__Collected data entries__:
___
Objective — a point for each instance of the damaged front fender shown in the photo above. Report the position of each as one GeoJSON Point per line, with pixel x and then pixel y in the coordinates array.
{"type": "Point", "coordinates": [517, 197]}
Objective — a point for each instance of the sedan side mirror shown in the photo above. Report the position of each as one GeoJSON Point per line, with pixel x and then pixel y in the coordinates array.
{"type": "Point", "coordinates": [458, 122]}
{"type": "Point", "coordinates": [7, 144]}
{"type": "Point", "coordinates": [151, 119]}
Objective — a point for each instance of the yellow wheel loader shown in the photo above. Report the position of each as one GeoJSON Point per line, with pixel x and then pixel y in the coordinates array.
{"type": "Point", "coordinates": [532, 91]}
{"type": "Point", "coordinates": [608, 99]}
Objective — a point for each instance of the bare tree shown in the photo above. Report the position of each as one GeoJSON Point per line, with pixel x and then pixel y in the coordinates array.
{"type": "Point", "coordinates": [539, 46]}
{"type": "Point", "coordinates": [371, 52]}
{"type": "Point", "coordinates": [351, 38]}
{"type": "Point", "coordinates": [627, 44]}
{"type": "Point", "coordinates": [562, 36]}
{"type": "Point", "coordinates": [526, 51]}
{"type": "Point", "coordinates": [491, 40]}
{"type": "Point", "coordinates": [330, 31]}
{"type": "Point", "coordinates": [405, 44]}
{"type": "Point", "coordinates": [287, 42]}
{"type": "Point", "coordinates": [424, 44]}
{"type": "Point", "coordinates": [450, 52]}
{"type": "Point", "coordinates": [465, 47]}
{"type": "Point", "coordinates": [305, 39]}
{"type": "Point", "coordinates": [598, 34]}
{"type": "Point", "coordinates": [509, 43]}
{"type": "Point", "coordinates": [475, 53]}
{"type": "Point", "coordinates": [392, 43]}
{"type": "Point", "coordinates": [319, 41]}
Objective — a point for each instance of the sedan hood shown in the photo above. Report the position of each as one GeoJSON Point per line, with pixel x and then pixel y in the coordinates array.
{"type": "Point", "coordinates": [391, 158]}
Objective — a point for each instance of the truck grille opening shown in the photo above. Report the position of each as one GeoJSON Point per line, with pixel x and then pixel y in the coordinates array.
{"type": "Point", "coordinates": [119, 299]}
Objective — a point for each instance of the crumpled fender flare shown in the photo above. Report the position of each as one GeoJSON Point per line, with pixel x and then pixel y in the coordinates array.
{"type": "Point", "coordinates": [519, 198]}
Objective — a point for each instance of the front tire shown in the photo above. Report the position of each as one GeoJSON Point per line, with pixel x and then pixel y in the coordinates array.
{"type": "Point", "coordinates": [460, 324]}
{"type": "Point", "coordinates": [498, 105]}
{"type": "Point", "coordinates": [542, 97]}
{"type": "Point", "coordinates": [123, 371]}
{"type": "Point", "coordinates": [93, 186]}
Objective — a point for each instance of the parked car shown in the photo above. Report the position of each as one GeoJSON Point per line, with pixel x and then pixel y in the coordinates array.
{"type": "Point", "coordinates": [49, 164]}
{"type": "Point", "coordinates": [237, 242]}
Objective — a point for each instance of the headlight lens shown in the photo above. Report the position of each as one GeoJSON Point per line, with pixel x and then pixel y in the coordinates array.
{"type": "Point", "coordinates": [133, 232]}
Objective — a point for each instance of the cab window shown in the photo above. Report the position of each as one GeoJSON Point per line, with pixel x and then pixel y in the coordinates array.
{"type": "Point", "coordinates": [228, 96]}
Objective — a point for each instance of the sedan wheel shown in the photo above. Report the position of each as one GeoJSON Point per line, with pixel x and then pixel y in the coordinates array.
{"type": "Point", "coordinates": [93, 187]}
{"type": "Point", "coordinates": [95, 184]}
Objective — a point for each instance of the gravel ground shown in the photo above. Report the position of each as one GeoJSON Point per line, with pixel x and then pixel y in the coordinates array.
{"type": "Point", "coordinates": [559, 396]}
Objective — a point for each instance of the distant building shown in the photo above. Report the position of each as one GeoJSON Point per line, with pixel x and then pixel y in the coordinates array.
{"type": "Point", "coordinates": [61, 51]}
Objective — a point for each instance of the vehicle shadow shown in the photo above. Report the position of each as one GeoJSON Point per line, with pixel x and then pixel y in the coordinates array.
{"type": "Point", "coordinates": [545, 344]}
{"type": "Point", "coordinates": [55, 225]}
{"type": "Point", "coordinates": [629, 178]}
___
__Task brief__:
Show the data once more, exactly as it was written.

__Task result__:
Objective — a point for each instance of the damaged front fender shown in the photo above. Report the position of each as one GeoJSON Point per line, with pixel x and then pixel y in the coordinates array.
{"type": "Point", "coordinates": [517, 197]}
Objective — a point for each instance of the sedan side mirror shown in the photo above. Report the position of each as one GeoJSON Point per line, with pixel x and then pixel y in the coordinates array.
{"type": "Point", "coordinates": [458, 122]}
{"type": "Point", "coordinates": [7, 144]}
{"type": "Point", "coordinates": [151, 119]}
Objective — a point for each instance of the yellow wheel loader shown in the photo above. Report the position of each as one GeoJSON Point per line, with pixel x and then pixel y in the coordinates array.
{"type": "Point", "coordinates": [532, 91]}
{"type": "Point", "coordinates": [608, 99]}
Objective — a point for each instance of the bare tree shown in the photo above. Report the position of each as one GeoJSON Point per line, with pixel x and then pixel y in the coordinates array.
{"type": "Point", "coordinates": [539, 46]}
{"type": "Point", "coordinates": [371, 52]}
{"type": "Point", "coordinates": [351, 38]}
{"type": "Point", "coordinates": [627, 44]}
{"type": "Point", "coordinates": [562, 36]}
{"type": "Point", "coordinates": [526, 51]}
{"type": "Point", "coordinates": [491, 40]}
{"type": "Point", "coordinates": [330, 31]}
{"type": "Point", "coordinates": [405, 44]}
{"type": "Point", "coordinates": [287, 42]}
{"type": "Point", "coordinates": [424, 44]}
{"type": "Point", "coordinates": [450, 52]}
{"type": "Point", "coordinates": [465, 47]}
{"type": "Point", "coordinates": [305, 39]}
{"type": "Point", "coordinates": [598, 34]}
{"type": "Point", "coordinates": [509, 43]}
{"type": "Point", "coordinates": [475, 53]}
{"type": "Point", "coordinates": [392, 43]}
{"type": "Point", "coordinates": [319, 41]}
Objective — a point for each instance of the sedan hood shown in the photo above. Report the position of each as one GeoJSON Point per line, with pixel x and then pixel y in the coordinates array.
{"type": "Point", "coordinates": [391, 158]}
Objective — a point for each instance of the truck grille opening shown in the photo above. Report the position of each as one GeoJSON Point per line, with pixel x and then pixel y in the coordinates array.
{"type": "Point", "coordinates": [119, 299]}
Objective — a point for each instance of the crumpled fender flare shown in the photo above. Report the position of each as one GeoJSON Point per line, with pixel x and then pixel y in the coordinates array.
{"type": "Point", "coordinates": [519, 198]}
Objective — a point for each instance of the front tire shown in the photo above. Report the position of each as one GeoJSON Point per line, with pixel x and then pixel y in the coordinates array.
{"type": "Point", "coordinates": [460, 324]}
{"type": "Point", "coordinates": [498, 105]}
{"type": "Point", "coordinates": [542, 97]}
{"type": "Point", "coordinates": [123, 371]}
{"type": "Point", "coordinates": [93, 186]}
Objective — a point for each instance of the parked car shown in the photo above. Report the position of each as one GeoJSON Point per line, with pixel x and then pixel y in the coordinates array.
{"type": "Point", "coordinates": [49, 164]}
{"type": "Point", "coordinates": [237, 242]}
Objective — a point for each instance of the headlight lens shown in the photo above. Report the position of each as one GeoJSON Point per line, with pixel x and then pixel y in the coordinates array.
{"type": "Point", "coordinates": [133, 232]}
Objective — a point for each instance of the cab window shown in the photo above. Report the position of each as one GeoJSON Point per line, with pixel x and then pixel y in the coordinates array.
{"type": "Point", "coordinates": [228, 96]}
Objective — a point for each instance of the sedan wheel shown in the photo above. Report the position of each as one GeoJSON Point per line, with pixel x and then pixel y in the coordinates array.
{"type": "Point", "coordinates": [93, 187]}
{"type": "Point", "coordinates": [95, 184]}
Objective — a point for each instance of the gravel ground shown in the photo above. Report the position of each as one GeoJSON Point per line, with pixel x and then pixel y in the coordinates array.
{"type": "Point", "coordinates": [559, 396]}
Objective — a point for each instance of the distant building shown in the photo above. Report the position of each as one GeoJSON Point per line, with pixel x and then pixel y in the coordinates array.
{"type": "Point", "coordinates": [61, 51]}
Objective — a point for each instance of the vehicle shadow shown in the photo above. Report the position of each as one GeoJSON Point per line, with pixel x and then pixel y in the coordinates array.
{"type": "Point", "coordinates": [545, 344]}
{"type": "Point", "coordinates": [55, 225]}
{"type": "Point", "coordinates": [629, 178]}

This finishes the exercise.